*INSTRUCTIONS TO FOLLOW:* Please copy the lines below word for word, starting at the first line and ending at the line that contains "top-left (399, 224), bottom-right (439, 258)", with both of those lines included and nothing after them.

===============

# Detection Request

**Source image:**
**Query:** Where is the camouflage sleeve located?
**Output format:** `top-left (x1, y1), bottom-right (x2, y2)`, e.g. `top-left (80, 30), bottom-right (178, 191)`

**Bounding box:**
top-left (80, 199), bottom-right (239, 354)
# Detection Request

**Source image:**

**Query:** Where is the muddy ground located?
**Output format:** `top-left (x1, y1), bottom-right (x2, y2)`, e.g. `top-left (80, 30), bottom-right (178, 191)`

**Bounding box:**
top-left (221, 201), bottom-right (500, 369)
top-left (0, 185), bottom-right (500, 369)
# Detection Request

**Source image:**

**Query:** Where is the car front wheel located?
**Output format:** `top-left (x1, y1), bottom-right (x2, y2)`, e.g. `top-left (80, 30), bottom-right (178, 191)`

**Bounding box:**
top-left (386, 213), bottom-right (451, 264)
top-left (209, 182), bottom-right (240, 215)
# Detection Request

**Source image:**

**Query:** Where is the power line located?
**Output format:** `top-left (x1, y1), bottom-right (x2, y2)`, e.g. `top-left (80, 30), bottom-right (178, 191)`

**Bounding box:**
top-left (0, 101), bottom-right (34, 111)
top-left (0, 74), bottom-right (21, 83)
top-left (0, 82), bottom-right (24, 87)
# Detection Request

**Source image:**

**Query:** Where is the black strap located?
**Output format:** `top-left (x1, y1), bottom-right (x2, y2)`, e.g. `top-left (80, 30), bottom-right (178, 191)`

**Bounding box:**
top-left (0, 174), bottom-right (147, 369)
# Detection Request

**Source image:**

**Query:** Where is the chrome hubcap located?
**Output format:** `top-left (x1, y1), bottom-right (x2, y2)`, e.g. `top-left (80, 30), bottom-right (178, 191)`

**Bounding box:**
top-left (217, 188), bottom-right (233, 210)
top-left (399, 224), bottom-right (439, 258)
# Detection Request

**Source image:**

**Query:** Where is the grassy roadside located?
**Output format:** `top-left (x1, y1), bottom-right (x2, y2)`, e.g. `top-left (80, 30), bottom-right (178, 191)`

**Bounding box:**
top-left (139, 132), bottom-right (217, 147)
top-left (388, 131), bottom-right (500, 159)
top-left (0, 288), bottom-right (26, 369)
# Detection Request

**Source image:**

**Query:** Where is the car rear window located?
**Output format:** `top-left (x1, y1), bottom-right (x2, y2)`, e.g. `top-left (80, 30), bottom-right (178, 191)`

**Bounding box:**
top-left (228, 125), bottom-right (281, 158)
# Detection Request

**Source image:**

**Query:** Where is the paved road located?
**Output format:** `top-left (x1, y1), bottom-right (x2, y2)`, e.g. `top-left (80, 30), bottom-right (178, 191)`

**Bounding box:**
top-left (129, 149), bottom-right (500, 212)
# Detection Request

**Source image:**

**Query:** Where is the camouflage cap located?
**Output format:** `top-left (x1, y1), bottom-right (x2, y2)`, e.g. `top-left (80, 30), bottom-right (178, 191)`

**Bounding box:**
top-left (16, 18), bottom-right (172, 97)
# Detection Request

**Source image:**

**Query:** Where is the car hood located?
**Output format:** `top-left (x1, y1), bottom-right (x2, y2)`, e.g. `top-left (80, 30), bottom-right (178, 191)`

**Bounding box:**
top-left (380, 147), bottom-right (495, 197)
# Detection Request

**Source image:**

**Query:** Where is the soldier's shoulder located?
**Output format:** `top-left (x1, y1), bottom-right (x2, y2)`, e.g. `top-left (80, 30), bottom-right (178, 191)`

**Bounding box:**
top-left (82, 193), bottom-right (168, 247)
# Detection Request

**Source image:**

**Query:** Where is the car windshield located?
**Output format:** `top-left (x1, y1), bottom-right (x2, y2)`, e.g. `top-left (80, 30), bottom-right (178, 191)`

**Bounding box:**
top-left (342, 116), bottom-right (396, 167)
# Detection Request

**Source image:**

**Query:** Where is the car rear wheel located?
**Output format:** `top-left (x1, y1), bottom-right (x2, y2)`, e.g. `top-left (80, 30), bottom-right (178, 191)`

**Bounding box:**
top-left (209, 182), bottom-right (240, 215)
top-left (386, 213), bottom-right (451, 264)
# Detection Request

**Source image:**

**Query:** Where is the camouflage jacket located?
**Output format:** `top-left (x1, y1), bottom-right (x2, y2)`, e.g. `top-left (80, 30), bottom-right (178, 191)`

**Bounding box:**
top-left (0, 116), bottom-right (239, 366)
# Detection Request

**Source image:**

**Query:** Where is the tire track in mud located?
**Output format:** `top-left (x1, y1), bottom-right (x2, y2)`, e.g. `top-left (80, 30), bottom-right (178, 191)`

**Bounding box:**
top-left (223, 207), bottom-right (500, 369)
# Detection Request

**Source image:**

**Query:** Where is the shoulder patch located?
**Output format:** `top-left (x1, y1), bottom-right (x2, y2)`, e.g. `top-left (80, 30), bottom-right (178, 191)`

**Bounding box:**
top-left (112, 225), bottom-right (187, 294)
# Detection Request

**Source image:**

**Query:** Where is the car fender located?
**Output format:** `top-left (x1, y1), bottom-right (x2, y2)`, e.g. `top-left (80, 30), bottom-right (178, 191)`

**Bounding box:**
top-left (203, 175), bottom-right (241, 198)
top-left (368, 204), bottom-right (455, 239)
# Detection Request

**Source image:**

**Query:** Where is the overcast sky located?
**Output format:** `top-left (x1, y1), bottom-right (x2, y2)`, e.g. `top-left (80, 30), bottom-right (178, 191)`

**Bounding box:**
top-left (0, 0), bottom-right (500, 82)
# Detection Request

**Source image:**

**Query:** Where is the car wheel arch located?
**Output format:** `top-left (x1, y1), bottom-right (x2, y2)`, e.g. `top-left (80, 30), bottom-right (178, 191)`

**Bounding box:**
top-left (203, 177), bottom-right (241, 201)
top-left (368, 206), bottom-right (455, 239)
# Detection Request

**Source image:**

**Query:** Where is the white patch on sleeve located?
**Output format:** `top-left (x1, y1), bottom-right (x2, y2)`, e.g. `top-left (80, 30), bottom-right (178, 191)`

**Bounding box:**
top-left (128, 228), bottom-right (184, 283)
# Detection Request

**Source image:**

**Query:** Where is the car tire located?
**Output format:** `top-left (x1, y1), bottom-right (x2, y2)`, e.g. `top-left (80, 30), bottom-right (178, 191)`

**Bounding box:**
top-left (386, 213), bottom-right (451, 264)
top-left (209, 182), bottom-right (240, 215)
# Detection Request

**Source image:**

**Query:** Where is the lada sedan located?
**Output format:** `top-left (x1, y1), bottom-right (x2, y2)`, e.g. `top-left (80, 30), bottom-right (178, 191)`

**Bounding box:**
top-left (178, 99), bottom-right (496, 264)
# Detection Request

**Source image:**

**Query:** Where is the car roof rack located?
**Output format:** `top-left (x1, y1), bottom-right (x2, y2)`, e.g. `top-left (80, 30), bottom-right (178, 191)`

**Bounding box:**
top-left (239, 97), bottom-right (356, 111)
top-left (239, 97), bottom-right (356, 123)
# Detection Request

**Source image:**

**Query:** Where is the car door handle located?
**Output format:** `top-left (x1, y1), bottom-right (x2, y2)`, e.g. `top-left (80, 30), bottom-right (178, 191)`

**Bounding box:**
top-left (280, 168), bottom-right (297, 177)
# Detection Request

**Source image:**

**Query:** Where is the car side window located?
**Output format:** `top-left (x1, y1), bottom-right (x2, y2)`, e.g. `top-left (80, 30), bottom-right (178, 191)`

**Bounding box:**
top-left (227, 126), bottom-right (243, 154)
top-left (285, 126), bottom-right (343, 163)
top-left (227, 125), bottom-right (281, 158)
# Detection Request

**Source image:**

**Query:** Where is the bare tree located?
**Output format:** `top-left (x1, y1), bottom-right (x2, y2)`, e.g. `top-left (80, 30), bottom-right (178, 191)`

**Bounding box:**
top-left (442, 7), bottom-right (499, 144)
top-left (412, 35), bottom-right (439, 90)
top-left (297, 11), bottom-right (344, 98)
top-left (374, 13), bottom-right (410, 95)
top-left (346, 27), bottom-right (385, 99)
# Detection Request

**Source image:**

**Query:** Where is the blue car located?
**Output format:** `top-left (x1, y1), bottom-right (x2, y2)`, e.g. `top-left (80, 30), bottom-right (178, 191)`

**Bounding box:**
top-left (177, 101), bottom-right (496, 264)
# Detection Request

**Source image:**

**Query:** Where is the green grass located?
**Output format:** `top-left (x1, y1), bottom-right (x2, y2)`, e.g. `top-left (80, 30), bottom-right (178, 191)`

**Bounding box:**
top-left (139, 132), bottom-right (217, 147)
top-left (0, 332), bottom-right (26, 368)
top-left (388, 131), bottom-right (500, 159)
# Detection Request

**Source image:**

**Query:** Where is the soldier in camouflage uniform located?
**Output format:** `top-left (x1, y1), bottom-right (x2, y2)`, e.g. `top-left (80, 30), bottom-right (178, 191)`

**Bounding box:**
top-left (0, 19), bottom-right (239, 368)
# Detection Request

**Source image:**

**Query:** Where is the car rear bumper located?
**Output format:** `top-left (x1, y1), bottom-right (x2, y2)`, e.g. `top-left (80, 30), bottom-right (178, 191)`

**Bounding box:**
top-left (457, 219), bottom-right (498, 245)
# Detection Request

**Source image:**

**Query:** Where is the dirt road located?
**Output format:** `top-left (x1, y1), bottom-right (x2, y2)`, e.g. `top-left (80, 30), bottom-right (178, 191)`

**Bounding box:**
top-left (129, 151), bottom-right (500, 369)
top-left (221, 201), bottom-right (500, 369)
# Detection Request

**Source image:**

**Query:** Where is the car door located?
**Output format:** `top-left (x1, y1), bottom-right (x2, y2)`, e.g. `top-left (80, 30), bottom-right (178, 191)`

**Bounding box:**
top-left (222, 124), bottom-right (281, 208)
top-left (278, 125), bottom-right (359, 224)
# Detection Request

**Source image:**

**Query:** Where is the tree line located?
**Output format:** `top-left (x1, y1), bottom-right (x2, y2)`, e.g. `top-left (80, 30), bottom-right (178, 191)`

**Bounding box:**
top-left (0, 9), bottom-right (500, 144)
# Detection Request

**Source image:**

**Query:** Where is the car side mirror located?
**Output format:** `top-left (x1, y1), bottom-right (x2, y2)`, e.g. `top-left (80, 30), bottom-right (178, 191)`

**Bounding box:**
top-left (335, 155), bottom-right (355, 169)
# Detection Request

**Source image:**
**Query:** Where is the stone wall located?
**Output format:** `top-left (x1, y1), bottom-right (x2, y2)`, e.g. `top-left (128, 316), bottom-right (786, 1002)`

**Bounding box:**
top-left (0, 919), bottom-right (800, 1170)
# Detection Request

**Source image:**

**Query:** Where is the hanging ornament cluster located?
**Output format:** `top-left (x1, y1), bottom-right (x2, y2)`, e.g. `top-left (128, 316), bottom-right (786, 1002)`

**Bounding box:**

===============

*SOLUTION:*
# Detection Request

**Source image:**
**Query:** Where is the camouflage sleeve located?
**Output format:** `top-left (x1, y1), bottom-right (x2, y2)`, e.g. `top-left (80, 30), bottom-right (178, 191)`

**Bounding box:**
top-left (80, 199), bottom-right (239, 354)
# Detection Request

**Source image:**

**Query:** Where is the muddy ground located?
**Output format:** `top-left (x1, y1), bottom-right (x2, y2)`, e.g. `top-left (80, 30), bottom-right (178, 191)`

**Bounding box:**
top-left (221, 201), bottom-right (500, 369)
top-left (0, 185), bottom-right (500, 369)
# Detection Request

**Source image:**

**Query:** Where is the car front wheel located?
**Output format:** `top-left (x1, y1), bottom-right (x2, y2)`, e.g. `top-left (80, 30), bottom-right (178, 191)`

**Bounding box:**
top-left (386, 213), bottom-right (451, 264)
top-left (209, 182), bottom-right (240, 215)
# Detection Request

**Source image:**

**Query:** Where is the power line located?
**Output format:** `top-left (x1, y1), bottom-right (x2, y2)`, e.g. `top-left (80, 30), bottom-right (178, 191)`

**Bounding box:**
top-left (0, 101), bottom-right (34, 111)
top-left (0, 74), bottom-right (21, 83)
top-left (0, 82), bottom-right (24, 87)
# Detection Request

**Source image:**

**Query:** Where is the black strap located?
**Output format:** `top-left (x1, y1), bottom-right (x2, y2)`, e.g. `top-left (80, 30), bottom-right (178, 191)`

**Bounding box:**
top-left (0, 174), bottom-right (147, 369)
# Detection Request

**Source image:**

**Query:** Where is the chrome hubcap located?
**Output format:** `top-left (x1, y1), bottom-right (x2, y2)`, e.g. `top-left (80, 30), bottom-right (178, 191)`

**Bounding box:**
top-left (217, 188), bottom-right (233, 210)
top-left (399, 224), bottom-right (439, 258)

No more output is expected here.